_Aim_
Format the material from its first line through the line containing "[[[635,522],[634,533],[711,533],[711,492],[665,501]]]", inclusive, as a JSON list of strings with one string per line, leaving out blank lines.

═════ Rows

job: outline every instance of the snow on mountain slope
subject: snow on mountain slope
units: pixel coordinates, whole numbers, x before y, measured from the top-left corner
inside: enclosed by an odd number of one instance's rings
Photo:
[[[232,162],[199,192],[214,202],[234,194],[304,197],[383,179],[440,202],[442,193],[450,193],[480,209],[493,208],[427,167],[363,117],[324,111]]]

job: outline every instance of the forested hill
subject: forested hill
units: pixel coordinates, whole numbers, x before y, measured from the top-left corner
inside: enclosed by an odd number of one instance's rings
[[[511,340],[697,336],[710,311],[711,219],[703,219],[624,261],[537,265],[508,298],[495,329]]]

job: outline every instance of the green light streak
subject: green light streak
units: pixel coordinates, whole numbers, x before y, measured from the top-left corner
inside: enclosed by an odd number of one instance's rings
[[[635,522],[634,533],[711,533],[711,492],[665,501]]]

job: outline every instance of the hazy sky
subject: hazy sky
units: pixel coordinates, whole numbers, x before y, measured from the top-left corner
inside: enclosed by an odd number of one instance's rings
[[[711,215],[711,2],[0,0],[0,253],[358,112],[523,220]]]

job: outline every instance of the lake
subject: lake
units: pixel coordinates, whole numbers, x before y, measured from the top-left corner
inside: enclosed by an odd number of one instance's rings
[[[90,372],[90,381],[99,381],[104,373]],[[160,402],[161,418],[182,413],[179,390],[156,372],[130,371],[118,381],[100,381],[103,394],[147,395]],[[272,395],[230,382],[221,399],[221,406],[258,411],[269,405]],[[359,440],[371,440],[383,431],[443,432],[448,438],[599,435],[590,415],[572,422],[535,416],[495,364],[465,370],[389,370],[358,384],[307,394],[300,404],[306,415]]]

══════════

_Exercise result_
[
  "job: outline every instance of the snow on mountain slope",
  "subject: snow on mountain slope",
  "units: pixel coordinates, whole numbers, x before y, measured from the top-left corner",
  "inside: enclosed by an odd number of one instance's rings",
  "Photo:",
  "[[[232,162],[199,192],[214,202],[234,194],[304,197],[383,179],[440,202],[442,193],[450,193],[480,209],[493,208],[427,167],[363,117],[324,111]]]",
  "job: outline every instance of the forested hill",
  "subject: forested hill",
  "units: pixel coordinates, whole numbers, x before y, measured from the top-left corner",
  "inside: enclosed by an odd number of one instance's rings",
  "[[[511,340],[697,336],[710,311],[711,219],[703,219],[624,261],[537,265],[508,298],[495,329]]]",
  "job: outline every instance of the green light streak",
  "subject: green light streak",
  "units: pixel coordinates, whole numbers, x before y, measured from the top-left corner",
  "inside: enclosed by an odd number of one instance's rings",
  "[[[635,522],[634,533],[711,533],[711,492],[665,501]]]"
]